▸ **TASK TO COMPLETE**: Each line of the listing below should be restated word for word.

Top of DATA FOR THIS TASK

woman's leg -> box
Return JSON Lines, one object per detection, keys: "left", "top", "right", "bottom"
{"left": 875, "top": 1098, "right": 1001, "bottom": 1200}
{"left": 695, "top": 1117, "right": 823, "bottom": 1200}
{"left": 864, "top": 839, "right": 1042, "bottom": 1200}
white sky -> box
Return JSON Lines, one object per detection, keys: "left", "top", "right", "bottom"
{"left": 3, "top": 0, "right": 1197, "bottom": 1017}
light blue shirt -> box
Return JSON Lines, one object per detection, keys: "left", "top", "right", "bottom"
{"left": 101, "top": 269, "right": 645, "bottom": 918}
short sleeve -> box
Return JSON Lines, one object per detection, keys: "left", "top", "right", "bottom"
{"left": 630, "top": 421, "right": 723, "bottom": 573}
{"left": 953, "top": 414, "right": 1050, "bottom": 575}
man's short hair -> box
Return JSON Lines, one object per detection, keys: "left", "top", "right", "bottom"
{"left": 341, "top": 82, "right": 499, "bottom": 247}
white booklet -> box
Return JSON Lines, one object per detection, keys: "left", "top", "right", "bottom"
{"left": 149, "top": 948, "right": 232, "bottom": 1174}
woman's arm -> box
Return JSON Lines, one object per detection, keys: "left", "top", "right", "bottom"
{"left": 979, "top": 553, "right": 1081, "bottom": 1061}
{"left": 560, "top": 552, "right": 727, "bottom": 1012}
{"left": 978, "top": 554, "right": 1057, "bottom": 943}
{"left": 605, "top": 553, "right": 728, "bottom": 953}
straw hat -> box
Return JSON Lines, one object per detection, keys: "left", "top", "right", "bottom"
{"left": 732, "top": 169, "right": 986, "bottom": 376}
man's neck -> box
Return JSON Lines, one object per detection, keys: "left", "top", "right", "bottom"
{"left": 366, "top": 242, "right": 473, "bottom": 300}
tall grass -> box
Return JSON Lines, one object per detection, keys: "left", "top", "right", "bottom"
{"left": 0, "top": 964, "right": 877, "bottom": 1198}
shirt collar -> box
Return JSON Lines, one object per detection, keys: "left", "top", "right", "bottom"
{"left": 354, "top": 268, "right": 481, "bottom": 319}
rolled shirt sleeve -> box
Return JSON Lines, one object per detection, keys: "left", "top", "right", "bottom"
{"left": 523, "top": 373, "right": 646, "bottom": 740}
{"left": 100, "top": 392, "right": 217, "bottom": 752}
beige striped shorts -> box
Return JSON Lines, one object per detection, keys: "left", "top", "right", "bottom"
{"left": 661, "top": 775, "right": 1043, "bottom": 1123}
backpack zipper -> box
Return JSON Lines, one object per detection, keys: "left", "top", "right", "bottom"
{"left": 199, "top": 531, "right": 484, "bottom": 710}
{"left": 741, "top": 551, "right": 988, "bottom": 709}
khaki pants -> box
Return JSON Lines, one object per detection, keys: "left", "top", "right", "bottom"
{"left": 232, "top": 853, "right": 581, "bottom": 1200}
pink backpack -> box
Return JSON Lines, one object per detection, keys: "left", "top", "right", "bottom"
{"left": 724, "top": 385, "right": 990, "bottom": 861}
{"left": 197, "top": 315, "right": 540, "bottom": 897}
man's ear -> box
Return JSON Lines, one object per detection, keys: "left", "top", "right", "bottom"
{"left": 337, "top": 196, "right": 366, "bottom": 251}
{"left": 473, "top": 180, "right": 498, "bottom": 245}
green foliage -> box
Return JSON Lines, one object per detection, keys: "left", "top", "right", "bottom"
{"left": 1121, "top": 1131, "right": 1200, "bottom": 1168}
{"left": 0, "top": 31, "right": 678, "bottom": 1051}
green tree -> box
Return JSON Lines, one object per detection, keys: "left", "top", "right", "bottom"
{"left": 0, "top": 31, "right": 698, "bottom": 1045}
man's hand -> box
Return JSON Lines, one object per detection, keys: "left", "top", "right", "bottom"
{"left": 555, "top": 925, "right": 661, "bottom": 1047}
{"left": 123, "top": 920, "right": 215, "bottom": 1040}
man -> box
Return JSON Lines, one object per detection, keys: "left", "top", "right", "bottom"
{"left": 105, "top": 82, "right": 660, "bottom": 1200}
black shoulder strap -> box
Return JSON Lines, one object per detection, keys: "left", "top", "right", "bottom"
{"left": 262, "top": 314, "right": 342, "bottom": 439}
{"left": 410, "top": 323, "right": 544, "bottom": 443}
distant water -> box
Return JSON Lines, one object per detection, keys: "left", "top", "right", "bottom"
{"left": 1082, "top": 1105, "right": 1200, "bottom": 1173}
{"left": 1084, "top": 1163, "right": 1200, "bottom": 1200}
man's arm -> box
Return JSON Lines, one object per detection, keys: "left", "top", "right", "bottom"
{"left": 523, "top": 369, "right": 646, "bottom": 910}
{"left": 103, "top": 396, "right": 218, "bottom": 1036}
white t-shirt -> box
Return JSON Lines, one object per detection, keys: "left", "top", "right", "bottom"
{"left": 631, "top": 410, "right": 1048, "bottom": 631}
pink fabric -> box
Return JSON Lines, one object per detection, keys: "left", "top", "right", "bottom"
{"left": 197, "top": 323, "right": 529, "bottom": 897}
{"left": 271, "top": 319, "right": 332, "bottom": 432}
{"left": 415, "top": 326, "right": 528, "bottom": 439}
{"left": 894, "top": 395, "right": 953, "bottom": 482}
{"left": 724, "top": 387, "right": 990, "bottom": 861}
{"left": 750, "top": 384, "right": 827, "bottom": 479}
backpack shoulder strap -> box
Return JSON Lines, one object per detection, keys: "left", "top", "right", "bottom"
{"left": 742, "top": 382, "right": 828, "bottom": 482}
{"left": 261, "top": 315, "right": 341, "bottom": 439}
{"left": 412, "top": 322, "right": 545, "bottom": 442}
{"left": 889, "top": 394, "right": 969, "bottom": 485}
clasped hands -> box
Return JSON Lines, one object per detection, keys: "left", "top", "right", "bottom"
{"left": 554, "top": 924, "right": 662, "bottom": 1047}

Bottom of DATA FOR THIS TASK

▸ **ANSWER AREA**:
woman's leg -> box
Return JSON Lines, one object per detection, keys: "left", "top", "right", "bottom"
{"left": 875, "top": 1098, "right": 1001, "bottom": 1200}
{"left": 695, "top": 1117, "right": 823, "bottom": 1200}
{"left": 864, "top": 839, "right": 1042, "bottom": 1200}
white sky -> box
Return JSON Lines, one object per detection, keys: "left", "top", "right", "bottom"
{"left": 3, "top": 0, "right": 1197, "bottom": 1017}
light blue shirt -> box
Return JSON Lines, one object per detection, keys: "left", "top", "right", "bottom"
{"left": 101, "top": 269, "right": 645, "bottom": 918}
short sleeve -> box
Return JSON Lines, one object per detection, keys: "left", "top", "right", "bottom"
{"left": 630, "top": 421, "right": 723, "bottom": 573}
{"left": 953, "top": 414, "right": 1050, "bottom": 575}
man's short hair -> box
Return JSON Lines, one object per detection, keys: "left", "top", "right", "bottom"
{"left": 341, "top": 82, "right": 499, "bottom": 247}
white booklet -> box
Return JSON Lines, one object per detection, keys: "left", "top", "right", "bottom"
{"left": 149, "top": 948, "right": 232, "bottom": 1174}
woman's arm -> box
Return JSON Lines, one object per detection, keys: "left", "top", "right", "bottom"
{"left": 979, "top": 553, "right": 1081, "bottom": 1061}
{"left": 560, "top": 552, "right": 727, "bottom": 1012}
{"left": 978, "top": 554, "right": 1057, "bottom": 943}
{"left": 605, "top": 553, "right": 728, "bottom": 953}
straw hat -> box
Return JSON Lines, one object per detection, keys: "left", "top", "right", "bottom"
{"left": 732, "top": 169, "right": 986, "bottom": 376}
man's neck -> box
Return JSON Lines, one object per detection, keys: "left", "top", "right", "bottom"
{"left": 366, "top": 242, "right": 473, "bottom": 300}
tall grass -> box
Return JSON Lines, one object per detection, keys: "left", "top", "right", "bottom"
{"left": 0, "top": 964, "right": 877, "bottom": 1198}
shirt collar -> box
Return JSON Lines, one object per detection, keys: "left", "top", "right", "bottom"
{"left": 354, "top": 268, "right": 481, "bottom": 319}
rolled shirt sleeve -> box
Return JSON Lines, one object per detection, keys: "left", "top", "right", "bottom"
{"left": 523, "top": 373, "right": 646, "bottom": 740}
{"left": 100, "top": 392, "right": 217, "bottom": 752}
beige striped shorts -> box
Return JSON Lines, one object per detection, keys: "left", "top", "right", "bottom"
{"left": 661, "top": 775, "right": 1043, "bottom": 1123}
backpack zipper -> box
Return JSON Lines, one object per detection, keys: "left", "top", "right", "bottom"
{"left": 199, "top": 531, "right": 484, "bottom": 710}
{"left": 741, "top": 551, "right": 988, "bottom": 709}
khaki pants -> box
Return JSON Lines, one object per detection, keys: "left", "top", "right", "bottom"
{"left": 232, "top": 853, "right": 581, "bottom": 1200}
pink backpack -> box
Return JSON Lines, one object per detection, keys: "left", "top", "right", "bottom"
{"left": 724, "top": 385, "right": 990, "bottom": 861}
{"left": 197, "top": 315, "right": 540, "bottom": 897}
man's ear -> box
Return JSON Lines, one object per detection, keys: "left", "top", "right", "bottom"
{"left": 337, "top": 196, "right": 366, "bottom": 251}
{"left": 473, "top": 180, "right": 498, "bottom": 245}
green foliage -> box
Return JSON Lines, one object per detection, keys: "left", "top", "right", "bottom"
{"left": 1121, "top": 1131, "right": 1200, "bottom": 1168}
{"left": 0, "top": 31, "right": 678, "bottom": 1051}
green tree -> box
Return JSON Lines, one object per detection, keys: "left", "top", "right", "bottom"
{"left": 0, "top": 31, "right": 698, "bottom": 1045}
man's hand -> box
Return JSON Lines, one object per detection, keys: "left", "top", "right", "bottom"
{"left": 555, "top": 925, "right": 661, "bottom": 1047}
{"left": 123, "top": 920, "right": 215, "bottom": 1040}
man -> box
Return JSON Lines, one object per detection, keys: "left", "top", "right", "bottom"
{"left": 105, "top": 82, "right": 660, "bottom": 1200}
black shoulder strap -> box
Return JSON Lines, one object per detection, keys: "left", "top", "right", "bottom"
{"left": 262, "top": 314, "right": 342, "bottom": 439}
{"left": 410, "top": 323, "right": 544, "bottom": 443}
distant water -> box
Return JSON Lines, one object per detection, keys: "left", "top", "right", "bottom"
{"left": 1082, "top": 1105, "right": 1200, "bottom": 1173}
{"left": 1084, "top": 1163, "right": 1200, "bottom": 1200}
man's arm -> box
Return JSON Lines, one object per detection, keys: "left", "top", "right", "bottom"
{"left": 523, "top": 369, "right": 646, "bottom": 910}
{"left": 103, "top": 396, "right": 218, "bottom": 1036}
white t-shirt -> box
Return JSON Lines, one object per detection, keys: "left", "top", "right", "bottom"
{"left": 631, "top": 410, "right": 1048, "bottom": 631}
pink fabric -> box
Return JSON Lines, one object per detection, keys: "left", "top", "right", "bottom"
{"left": 197, "top": 323, "right": 529, "bottom": 897}
{"left": 271, "top": 319, "right": 332, "bottom": 432}
{"left": 415, "top": 326, "right": 528, "bottom": 439}
{"left": 894, "top": 395, "right": 953, "bottom": 482}
{"left": 724, "top": 387, "right": 990, "bottom": 861}
{"left": 750, "top": 384, "right": 827, "bottom": 479}
backpack shoulder strap -> box
Return JSON Lines, one object per detection, keys: "left", "top", "right", "bottom"
{"left": 742, "top": 382, "right": 828, "bottom": 482}
{"left": 261, "top": 315, "right": 341, "bottom": 439}
{"left": 412, "top": 322, "right": 545, "bottom": 442}
{"left": 889, "top": 394, "right": 969, "bottom": 485}
clasped hands -> box
Return JSON Lines, one object per detection, keys: "left", "top", "right", "bottom"
{"left": 554, "top": 924, "right": 662, "bottom": 1047}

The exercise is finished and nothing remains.